▸ Requirement
Please write the listing below out again exactly, leaving every picture behind.

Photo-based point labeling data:
**********
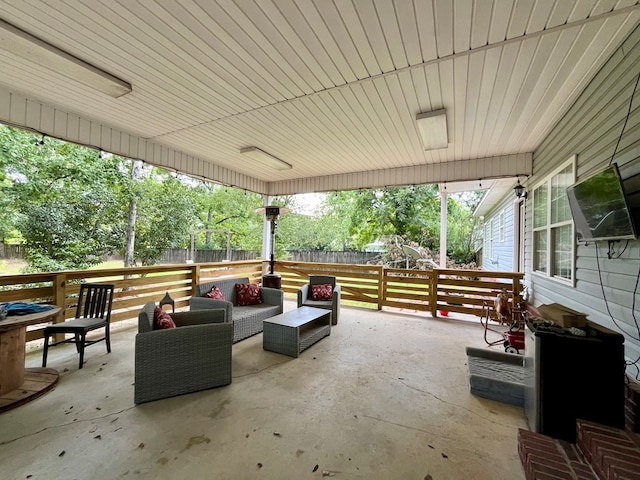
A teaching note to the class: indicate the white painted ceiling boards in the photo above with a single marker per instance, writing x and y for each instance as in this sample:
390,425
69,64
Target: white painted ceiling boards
331,87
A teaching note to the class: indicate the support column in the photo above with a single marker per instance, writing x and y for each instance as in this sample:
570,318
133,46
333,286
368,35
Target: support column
443,230
266,235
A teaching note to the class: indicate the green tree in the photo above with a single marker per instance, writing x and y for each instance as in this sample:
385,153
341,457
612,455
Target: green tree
167,210
63,199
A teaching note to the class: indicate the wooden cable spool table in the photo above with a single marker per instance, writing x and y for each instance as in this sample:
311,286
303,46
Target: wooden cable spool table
19,385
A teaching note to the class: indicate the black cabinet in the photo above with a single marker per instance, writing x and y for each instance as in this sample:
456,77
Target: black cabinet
569,377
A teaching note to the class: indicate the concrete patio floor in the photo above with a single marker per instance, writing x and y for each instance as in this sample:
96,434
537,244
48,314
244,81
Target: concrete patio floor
385,396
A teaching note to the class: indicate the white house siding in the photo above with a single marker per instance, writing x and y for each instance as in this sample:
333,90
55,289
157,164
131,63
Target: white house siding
590,130
502,258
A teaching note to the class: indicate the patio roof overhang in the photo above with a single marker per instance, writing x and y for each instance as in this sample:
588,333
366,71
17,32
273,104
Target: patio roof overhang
331,89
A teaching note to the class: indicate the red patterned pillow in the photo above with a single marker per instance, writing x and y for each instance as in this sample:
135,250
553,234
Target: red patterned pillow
215,293
162,319
321,292
248,294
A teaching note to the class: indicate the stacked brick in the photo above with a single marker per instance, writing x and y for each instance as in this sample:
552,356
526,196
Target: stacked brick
600,453
545,458
613,454
632,406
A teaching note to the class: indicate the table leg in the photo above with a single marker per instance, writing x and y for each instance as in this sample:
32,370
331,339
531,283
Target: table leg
19,385
12,348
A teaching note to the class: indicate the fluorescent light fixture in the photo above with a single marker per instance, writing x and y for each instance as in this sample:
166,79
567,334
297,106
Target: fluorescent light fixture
26,46
433,129
265,158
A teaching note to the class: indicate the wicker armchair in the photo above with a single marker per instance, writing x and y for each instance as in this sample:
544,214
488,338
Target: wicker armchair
194,356
304,295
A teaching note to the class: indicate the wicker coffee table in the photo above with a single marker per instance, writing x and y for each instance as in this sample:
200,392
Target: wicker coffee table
292,332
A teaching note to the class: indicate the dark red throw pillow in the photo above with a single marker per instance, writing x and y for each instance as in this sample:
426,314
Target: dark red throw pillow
162,319
321,292
248,294
215,293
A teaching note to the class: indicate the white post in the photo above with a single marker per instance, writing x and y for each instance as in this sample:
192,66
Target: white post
266,234
443,230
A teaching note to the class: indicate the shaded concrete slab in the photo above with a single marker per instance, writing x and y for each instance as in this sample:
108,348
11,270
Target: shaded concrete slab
385,396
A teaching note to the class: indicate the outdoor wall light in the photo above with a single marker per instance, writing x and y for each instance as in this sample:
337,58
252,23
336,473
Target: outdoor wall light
520,191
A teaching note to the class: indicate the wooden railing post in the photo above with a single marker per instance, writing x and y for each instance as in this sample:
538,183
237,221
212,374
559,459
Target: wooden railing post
195,278
381,286
433,292
59,285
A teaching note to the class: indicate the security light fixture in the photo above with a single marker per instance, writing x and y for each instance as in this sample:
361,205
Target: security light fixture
520,191
265,158
433,129
26,46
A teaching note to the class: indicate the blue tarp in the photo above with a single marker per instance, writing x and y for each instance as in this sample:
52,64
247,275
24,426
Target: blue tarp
**********
▸ Finished task
A teaching note to the class: indicate the white painted ceiling boards in the photo above with a single marker per instance, writing x and y for each instance as in this sample:
390,425
69,64
Target: white painted ceiling boards
331,87
A teaching note to the class: indicate the support column in the photo above with a single marker per instance, writing x and y for each instance as in this sample:
570,318
133,46
333,286
368,35
Target: support column
443,230
266,235
A teaching note to the class: indicate the green tree in the photo above with a single marker per instance, writing x and y for each instance as in this sample:
385,153
341,457
612,455
Target: green tree
167,210
63,199
A teaching note to the class: indicate the wooden cable spool table in the photo above with a single marker per instance, writing x and y for each instance as in this sample:
311,286
303,46
Target: wooden cable spool table
19,385
A teaching note to the class: indicate the black cabinet in the photo above with a single marker per instance, writing x and y for each instance as in this sample:
456,77
Target: black cabinet
569,377
A teaching note to the class: indicate the concrete patio floor in the photo above with a single marker per instance, writing x and y for each instance as in this sample:
96,434
537,244
48,314
244,81
Target: concrete patio floor
385,396
A teaching note to the class: indicate the white house siding in the photo above with a single marker per instance, writing x and y for each instance as in this sample:
333,90
55,289
157,164
131,63
Target: white house siding
590,130
502,258
A teaching note to the class: indicate the patio roof overhang in the photo above with a single marker per instance, writing x and y for each instance as in this sample:
588,333
366,71
17,32
273,104
Target: patio roof overhang
331,89
A teaching note to the class: indicate the red patterned pillow in the photo above with a single marker per instance, writing x and y for each instance as in this sample:
135,250
553,234
Target: red patterned pillow
215,293
162,319
321,292
248,294
A teaching note to the class: indicate the stacked brick in the photo above with a single marker per instance, writing x and y for each instance as in this sample:
552,356
526,196
Target: stacked brick
600,453
545,458
613,454
632,406
A teaching note to the class: indicate the table leg in the photo above with a single marker per instance, writing x and y for each instance as in this sample:
32,370
331,339
531,283
Target: table leg
19,385
12,348
A teaching note to the class: indicate the fluorescent light fixture in the photo above with a single marker per instance, writing x and y for each instance as in this sample:
166,79
567,334
297,106
Target: fluorescent light fixture
26,46
433,129
265,158
A teaching note to the class: indicate the wicker armchair in the photo above with a single marker per instance, writing x and y for each instance as in this sample:
544,214
488,338
Target: wicker armchair
194,356
304,295
A teaching note to the class: indicate the wicker coffee table in the photo above with a single marker per instance, writing x and y for each instance as in this sample:
200,392
Target: wicker coffee table
292,332
A teaching note to the class: indicate the dark red throw pillow in the photo above with a single marker per instance, writing x and y for each instance as in this sample:
426,314
Target: dark red throw pillow
162,319
321,292
248,294
215,293
A teaching note to the class: indicate the white post in the photo above with a single marker per instance, writing x and y for each instance as in this sample:
192,66
Target: white post
266,234
443,230
A teaching note to the class: indicate the shaded concrete slab in the photo above with a single marker per instance, writing x and y for each instance as in this sample:
108,348
11,270
Target: shaded concrete slab
385,396
A teaching note to the class: indicate the outdoor wall light in the photo above with a single marker per instance, writing x and y for each instance as in this sample:
337,58
252,23
336,473
Target: outdoor wall light
520,191
A teaching note to the class: indicate the wooden railing post in the photo above with a single marker per instance, writing x and y for each instance as in this sample:
538,183
237,221
212,374
559,459
Target: wooden railing post
195,278
381,286
433,292
59,285
A teaching note to the class: indicate the security light fixture in the photo above with a single marker per instance, writing x and y for each instance as in this sample:
361,205
Target: security light fixture
520,191
265,158
433,129
26,46
A teaching note to the class: indicate the blue tarp in the photo above with a single marker per instance, writing x and y for each instance as in this sample:
52,64
247,275
24,426
Target: blue tarp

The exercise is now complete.